From the data below, copy exactly the lines that lie between the one holding "point(761, 366)" and the one holding "Please spot the shallow", including both, and nothing more.

Referring expression pointing data

□ □ □ □ □ □ □

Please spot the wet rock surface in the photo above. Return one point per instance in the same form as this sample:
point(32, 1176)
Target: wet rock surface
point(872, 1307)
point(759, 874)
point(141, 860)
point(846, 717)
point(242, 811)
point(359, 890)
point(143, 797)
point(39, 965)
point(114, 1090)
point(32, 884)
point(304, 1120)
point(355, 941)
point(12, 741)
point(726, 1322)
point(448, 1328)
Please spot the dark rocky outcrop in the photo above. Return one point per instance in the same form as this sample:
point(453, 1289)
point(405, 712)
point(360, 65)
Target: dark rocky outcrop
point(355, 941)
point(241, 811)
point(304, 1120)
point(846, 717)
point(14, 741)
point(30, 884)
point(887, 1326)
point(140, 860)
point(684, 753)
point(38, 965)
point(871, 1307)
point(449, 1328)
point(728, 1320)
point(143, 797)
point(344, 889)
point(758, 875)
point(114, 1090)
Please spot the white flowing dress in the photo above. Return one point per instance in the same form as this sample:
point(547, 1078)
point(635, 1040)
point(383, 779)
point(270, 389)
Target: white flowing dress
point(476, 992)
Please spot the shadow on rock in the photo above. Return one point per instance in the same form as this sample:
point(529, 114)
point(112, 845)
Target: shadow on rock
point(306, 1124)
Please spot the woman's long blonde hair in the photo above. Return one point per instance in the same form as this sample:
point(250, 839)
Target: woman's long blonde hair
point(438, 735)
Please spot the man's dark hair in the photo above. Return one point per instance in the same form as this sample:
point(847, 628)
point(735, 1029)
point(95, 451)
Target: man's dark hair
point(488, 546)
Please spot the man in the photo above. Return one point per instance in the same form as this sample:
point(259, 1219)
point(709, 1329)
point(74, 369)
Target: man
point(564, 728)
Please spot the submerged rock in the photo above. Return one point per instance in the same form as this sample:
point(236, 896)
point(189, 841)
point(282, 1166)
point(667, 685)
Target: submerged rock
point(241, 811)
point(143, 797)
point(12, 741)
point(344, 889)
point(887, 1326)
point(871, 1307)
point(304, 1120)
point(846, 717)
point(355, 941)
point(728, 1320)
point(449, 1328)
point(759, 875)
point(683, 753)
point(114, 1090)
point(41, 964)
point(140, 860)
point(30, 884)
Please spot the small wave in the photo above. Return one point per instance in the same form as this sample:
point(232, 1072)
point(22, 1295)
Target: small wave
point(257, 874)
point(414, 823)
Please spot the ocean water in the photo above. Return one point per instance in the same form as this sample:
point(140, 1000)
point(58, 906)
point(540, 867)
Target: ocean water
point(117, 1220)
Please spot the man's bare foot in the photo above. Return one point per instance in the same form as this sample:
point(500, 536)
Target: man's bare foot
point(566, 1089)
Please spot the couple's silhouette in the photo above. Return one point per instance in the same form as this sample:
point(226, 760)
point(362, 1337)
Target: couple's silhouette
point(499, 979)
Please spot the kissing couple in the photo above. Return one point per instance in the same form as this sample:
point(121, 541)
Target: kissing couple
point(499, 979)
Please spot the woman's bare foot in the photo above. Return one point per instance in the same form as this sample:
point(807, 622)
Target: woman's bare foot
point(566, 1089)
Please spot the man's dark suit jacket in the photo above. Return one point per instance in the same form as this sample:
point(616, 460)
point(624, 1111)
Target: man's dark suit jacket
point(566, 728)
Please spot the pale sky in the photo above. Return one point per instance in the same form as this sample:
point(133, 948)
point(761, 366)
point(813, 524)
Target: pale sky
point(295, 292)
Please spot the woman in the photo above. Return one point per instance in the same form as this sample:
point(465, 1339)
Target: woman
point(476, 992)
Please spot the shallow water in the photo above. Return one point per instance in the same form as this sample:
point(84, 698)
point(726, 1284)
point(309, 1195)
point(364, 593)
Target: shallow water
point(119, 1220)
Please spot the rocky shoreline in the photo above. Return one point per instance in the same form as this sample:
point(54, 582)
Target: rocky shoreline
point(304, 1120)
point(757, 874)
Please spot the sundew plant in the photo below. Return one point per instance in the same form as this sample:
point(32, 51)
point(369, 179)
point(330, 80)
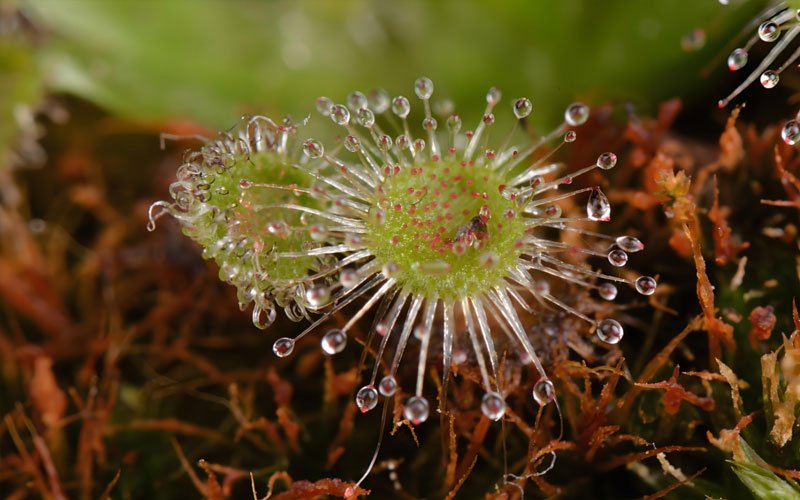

□ □ □ □ □ □ □

Task solution:
point(761, 366)
point(813, 524)
Target: pale sky
point(295, 292)
Please spot the woman in the photo above. Return one point per instance in the same form as this sample:
point(465, 1339)
Target: woman
point(476, 992)
Please spot the shallow water in the photo above. Return one point per instance in the same form as this sample:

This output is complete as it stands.